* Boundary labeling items

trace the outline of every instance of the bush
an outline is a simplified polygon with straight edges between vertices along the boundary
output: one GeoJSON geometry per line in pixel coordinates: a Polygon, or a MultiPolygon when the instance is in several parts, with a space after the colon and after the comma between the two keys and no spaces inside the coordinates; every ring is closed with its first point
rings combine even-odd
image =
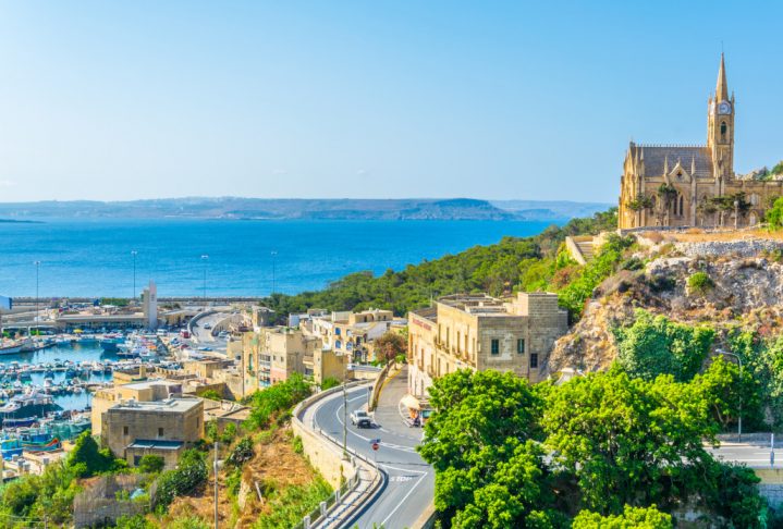
{"type": "Polygon", "coordinates": [[[174,497],[193,491],[209,475],[206,455],[196,450],[183,452],[174,470],[167,470],[158,479],[158,510],[168,507],[174,497]]]}
{"type": "Polygon", "coordinates": [[[764,214],[769,229],[776,231],[783,227],[783,197],[778,198],[764,214]]]}
{"type": "Polygon", "coordinates": [[[234,446],[234,450],[231,451],[231,454],[229,455],[229,458],[225,460],[225,464],[231,465],[233,467],[241,467],[245,463],[253,459],[253,456],[256,453],[253,450],[253,440],[250,438],[243,438],[242,441],[236,443],[236,446],[234,446]]]}
{"type": "Polygon", "coordinates": [[[688,278],[688,290],[696,294],[705,295],[714,288],[715,282],[706,272],[696,272],[688,278]]]}

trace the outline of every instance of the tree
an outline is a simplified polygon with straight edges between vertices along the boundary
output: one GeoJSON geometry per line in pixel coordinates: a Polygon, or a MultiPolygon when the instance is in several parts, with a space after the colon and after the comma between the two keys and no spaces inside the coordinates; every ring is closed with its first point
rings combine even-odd
{"type": "Polygon", "coordinates": [[[652,380],[673,374],[681,382],[701,369],[714,339],[714,330],[675,323],[665,316],[636,312],[626,328],[613,329],[617,341],[617,364],[634,377],[652,380]]]}
{"type": "Polygon", "coordinates": [[[671,515],[661,513],[654,505],[647,508],[626,505],[621,515],[601,516],[583,510],[574,518],[572,529],[672,529],[671,515]]]}
{"type": "Polygon", "coordinates": [[[460,370],[433,382],[430,404],[417,450],[436,468],[438,510],[456,515],[458,527],[507,527],[551,501],[541,493],[549,472],[533,442],[540,402],[526,381],[460,370]],[[496,494],[507,500],[507,513],[496,494]]]}
{"type": "Polygon", "coordinates": [[[775,199],[772,207],[764,213],[764,220],[767,220],[771,231],[783,227],[783,197],[775,199]]]}
{"type": "Polygon", "coordinates": [[[650,382],[613,368],[571,380],[551,393],[542,426],[583,504],[601,514],[678,501],[712,460],[702,446],[714,435],[708,406],[671,377],[650,382]]]}
{"type": "Polygon", "coordinates": [[[387,331],[374,342],[376,358],[392,361],[399,355],[407,355],[407,341],[394,331],[387,331]]]}

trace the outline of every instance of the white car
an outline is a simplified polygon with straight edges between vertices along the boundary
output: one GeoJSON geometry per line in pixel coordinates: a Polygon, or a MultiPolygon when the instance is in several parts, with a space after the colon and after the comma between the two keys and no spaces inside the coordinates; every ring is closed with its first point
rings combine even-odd
{"type": "Polygon", "coordinates": [[[372,418],[367,411],[356,409],[351,413],[351,423],[357,428],[369,428],[372,426],[372,418]]]}

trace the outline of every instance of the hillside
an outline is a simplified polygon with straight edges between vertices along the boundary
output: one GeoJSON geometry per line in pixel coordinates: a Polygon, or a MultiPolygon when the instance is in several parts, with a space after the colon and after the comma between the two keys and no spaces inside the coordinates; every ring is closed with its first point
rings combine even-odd
{"type": "Polygon", "coordinates": [[[743,237],[641,238],[628,257],[638,269],[621,267],[594,291],[546,369],[608,368],[619,354],[615,330],[633,324],[639,309],[690,327],[710,325],[718,331],[714,347],[729,348],[732,333],[741,331],[781,333],[783,241],[766,233],[743,237]]]}
{"type": "Polygon", "coordinates": [[[193,218],[240,220],[552,220],[592,214],[604,205],[525,201],[503,208],[472,198],[266,199],[189,197],[130,201],[0,202],[0,218],[193,218]]]}

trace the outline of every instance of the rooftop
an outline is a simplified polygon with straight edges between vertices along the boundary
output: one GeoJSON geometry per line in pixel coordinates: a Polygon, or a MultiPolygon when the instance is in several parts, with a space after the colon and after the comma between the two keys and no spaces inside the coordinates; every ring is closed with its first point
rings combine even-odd
{"type": "Polygon", "coordinates": [[[183,397],[183,398],[167,398],[166,401],[156,402],[137,402],[126,401],[109,408],[112,410],[134,410],[140,413],[171,413],[182,414],[189,411],[191,409],[201,406],[200,398],[183,397]]]}

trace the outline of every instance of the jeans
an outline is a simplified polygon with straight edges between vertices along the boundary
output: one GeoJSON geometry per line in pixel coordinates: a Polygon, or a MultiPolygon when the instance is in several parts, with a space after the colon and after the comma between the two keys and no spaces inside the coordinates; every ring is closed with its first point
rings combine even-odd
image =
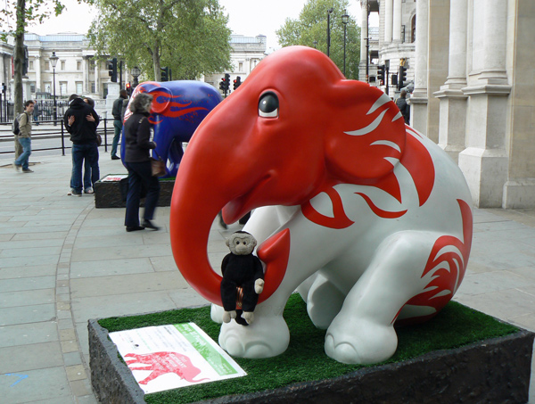
{"type": "Polygon", "coordinates": [[[151,161],[125,162],[125,166],[128,170],[125,226],[134,227],[139,226],[139,200],[141,199],[142,184],[147,190],[143,218],[152,220],[160,197],[160,182],[158,177],[152,177],[151,161]]]}
{"type": "Polygon", "coordinates": [[[115,131],[115,135],[113,136],[113,144],[111,144],[111,155],[117,155],[117,145],[119,144],[119,138],[120,137],[120,133],[122,132],[122,121],[121,120],[113,120],[113,130],[115,131]]]}
{"type": "Polygon", "coordinates": [[[22,153],[15,160],[15,164],[22,166],[22,169],[28,169],[28,161],[31,154],[31,137],[19,137],[19,143],[22,146],[22,153]]]}
{"type": "Polygon", "coordinates": [[[84,184],[86,189],[93,186],[100,179],[98,168],[98,147],[96,143],[89,144],[72,144],[72,174],[70,176],[70,188],[76,193],[82,192],[82,165],[84,160],[91,167],[91,183],[84,184]]]}

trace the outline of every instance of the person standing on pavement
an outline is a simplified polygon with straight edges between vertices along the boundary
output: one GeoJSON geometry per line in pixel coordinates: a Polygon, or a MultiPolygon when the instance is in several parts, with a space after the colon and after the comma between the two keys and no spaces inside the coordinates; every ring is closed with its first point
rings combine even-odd
{"type": "Polygon", "coordinates": [[[407,103],[407,91],[401,90],[401,93],[399,93],[399,98],[396,100],[396,105],[398,105],[398,108],[399,108],[399,111],[401,112],[401,115],[403,115],[405,123],[409,125],[410,107],[407,103]]]}
{"type": "Polygon", "coordinates": [[[156,148],[156,143],[151,142],[151,123],[148,119],[152,105],[152,95],[146,93],[138,94],[130,103],[129,108],[133,114],[125,122],[124,164],[128,170],[125,226],[128,232],[160,228],[151,222],[160,196],[160,182],[158,177],[152,177],[150,156],[150,150],[156,148]],[[147,195],[144,220],[139,226],[142,185],[147,190],[147,195]]]}
{"type": "MultiPolygon", "coordinates": [[[[113,108],[111,109],[111,115],[113,115],[113,129],[115,134],[113,136],[113,144],[111,144],[111,160],[119,160],[120,157],[117,155],[117,146],[119,145],[119,138],[122,131],[122,106],[123,100],[128,99],[128,94],[127,90],[120,90],[119,93],[119,98],[113,102],[113,108]]],[[[124,115],[123,115],[124,116],[124,115]]]]}
{"type": "MultiPolygon", "coordinates": [[[[96,145],[96,130],[99,118],[95,110],[84,103],[79,95],[73,94],[69,97],[69,109],[63,116],[67,131],[72,142],[72,174],[70,176],[70,193],[74,196],[82,196],[82,166],[84,160],[89,161],[90,167],[98,168],[98,146],[96,145]]],[[[99,180],[98,169],[91,172],[92,182],[99,180]]],[[[90,187],[93,191],[93,186],[90,187]]],[[[89,188],[86,188],[86,193],[89,188]]]]}
{"type": "Polygon", "coordinates": [[[19,115],[19,135],[18,142],[22,147],[22,153],[21,155],[15,160],[14,166],[17,171],[21,171],[22,169],[22,172],[29,173],[33,172],[33,170],[29,169],[29,155],[31,154],[31,118],[33,115],[34,110],[34,102],[31,100],[24,103],[24,112],[19,115]]]}
{"type": "MultiPolygon", "coordinates": [[[[86,103],[91,108],[93,108],[93,110],[95,110],[95,100],[93,100],[93,98],[90,98],[87,96],[84,97],[84,103],[86,103]]],[[[95,124],[95,119],[93,118],[93,116],[87,117],[86,120],[90,122],[90,124],[92,124],[92,126],[94,127],[95,133],[96,134],[96,124],[95,124]]],[[[97,153],[96,161],[92,161],[93,166],[91,166],[91,162],[89,161],[89,160],[87,160],[87,159],[84,160],[84,193],[85,194],[95,194],[93,186],[100,178],[100,169],[98,167],[98,159],[99,159],[98,142],[97,142],[96,153],[97,153]],[[94,176],[93,173],[96,173],[96,175],[94,176]]]]}

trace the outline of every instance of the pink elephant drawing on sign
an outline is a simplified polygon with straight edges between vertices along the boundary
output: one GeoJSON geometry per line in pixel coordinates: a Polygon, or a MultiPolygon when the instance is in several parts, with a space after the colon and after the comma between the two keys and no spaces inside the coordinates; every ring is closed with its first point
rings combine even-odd
{"type": "Polygon", "coordinates": [[[125,359],[130,370],[151,371],[147,377],[139,382],[140,384],[147,384],[150,381],[167,373],[174,373],[189,383],[210,380],[207,378],[193,380],[199,375],[201,369],[195,367],[188,357],[178,352],[153,352],[141,355],[128,353],[125,355],[125,359]]]}
{"type": "Polygon", "coordinates": [[[221,305],[210,226],[221,208],[227,223],[257,208],[243,230],[261,243],[264,292],[254,323],[223,324],[220,345],[245,358],[284,352],[282,313],[297,289],[326,329],[328,356],[376,363],[396,350],[395,323],[435,316],[457,292],[471,206],[457,166],[388,95],[315,49],[287,47],[196,130],[175,184],[171,245],[190,284],[221,305]]]}

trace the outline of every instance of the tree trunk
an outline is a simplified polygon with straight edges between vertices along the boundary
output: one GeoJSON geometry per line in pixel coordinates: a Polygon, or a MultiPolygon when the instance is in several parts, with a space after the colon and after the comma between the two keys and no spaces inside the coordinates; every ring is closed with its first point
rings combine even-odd
{"type": "Polygon", "coordinates": [[[152,64],[154,65],[154,80],[161,81],[161,69],[160,66],[160,39],[154,40],[154,52],[152,52],[152,64]]]}
{"type": "Polygon", "coordinates": [[[26,12],[26,0],[17,0],[17,30],[15,32],[15,55],[13,58],[15,67],[14,77],[14,112],[15,117],[24,110],[22,98],[22,63],[24,62],[24,30],[26,12]]]}

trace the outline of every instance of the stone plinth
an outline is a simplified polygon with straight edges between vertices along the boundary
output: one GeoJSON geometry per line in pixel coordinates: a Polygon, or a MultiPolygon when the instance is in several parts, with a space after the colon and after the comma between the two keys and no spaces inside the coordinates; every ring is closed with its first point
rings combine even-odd
{"type": "MultiPolygon", "coordinates": [[[[107,330],[96,320],[89,320],[88,330],[91,382],[99,400],[144,403],[143,391],[119,359],[107,330]]],[[[199,402],[524,403],[529,398],[534,335],[521,330],[404,362],[361,368],[341,377],[199,402]]]]}

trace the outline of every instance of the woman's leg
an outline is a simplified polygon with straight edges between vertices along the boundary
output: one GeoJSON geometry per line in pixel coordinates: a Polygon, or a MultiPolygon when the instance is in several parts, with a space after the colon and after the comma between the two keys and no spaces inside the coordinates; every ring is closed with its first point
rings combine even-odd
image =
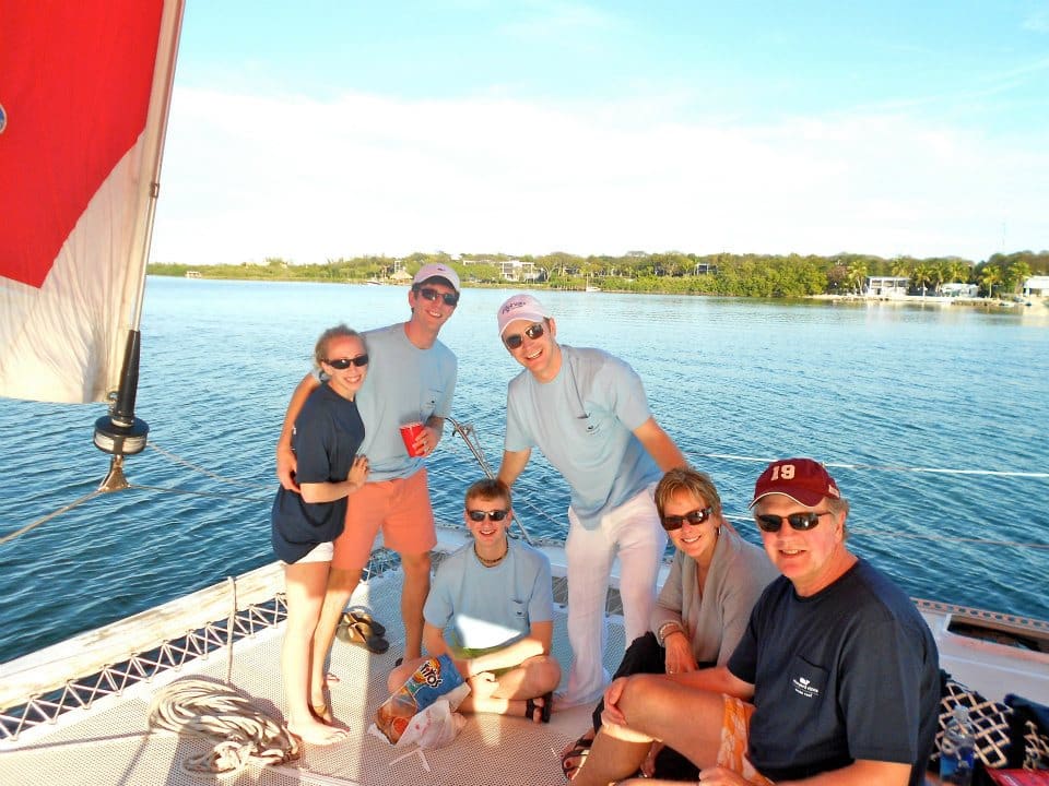
{"type": "MultiPolygon", "coordinates": [[[[635,639],[626,648],[626,655],[612,679],[629,677],[633,674],[663,674],[667,669],[667,651],[659,645],[656,634],[648,631],[635,639]]],[[[593,711],[593,730],[601,728],[601,713],[604,712],[604,699],[598,702],[593,711]]]]}
{"type": "Polygon", "coordinates": [[[281,650],[287,728],[304,741],[328,745],[344,736],[309,711],[314,631],[328,586],[329,562],[296,562],[284,567],[287,620],[281,650]]]}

* Stated exercise
Copy out, in full, each line of the items above that contains the string "trace".

* Solution
trace the outline of every instance of the bush
trace the outline of every instance of the tree
trace the outline of every instance of the white car
trace the outline of every instance of the hillside
trace the outline of every instance of the rooftop
trace the outline of every instance of the jeans
trace the outline of every instance of the person standing on pavement
trace the outline of every instance of the pink elephant drawing on sign
trace the outline of every instance of the tree trunk
trace the outline of every instance of the stone plinth
trace the outline of every instance of the woman's leg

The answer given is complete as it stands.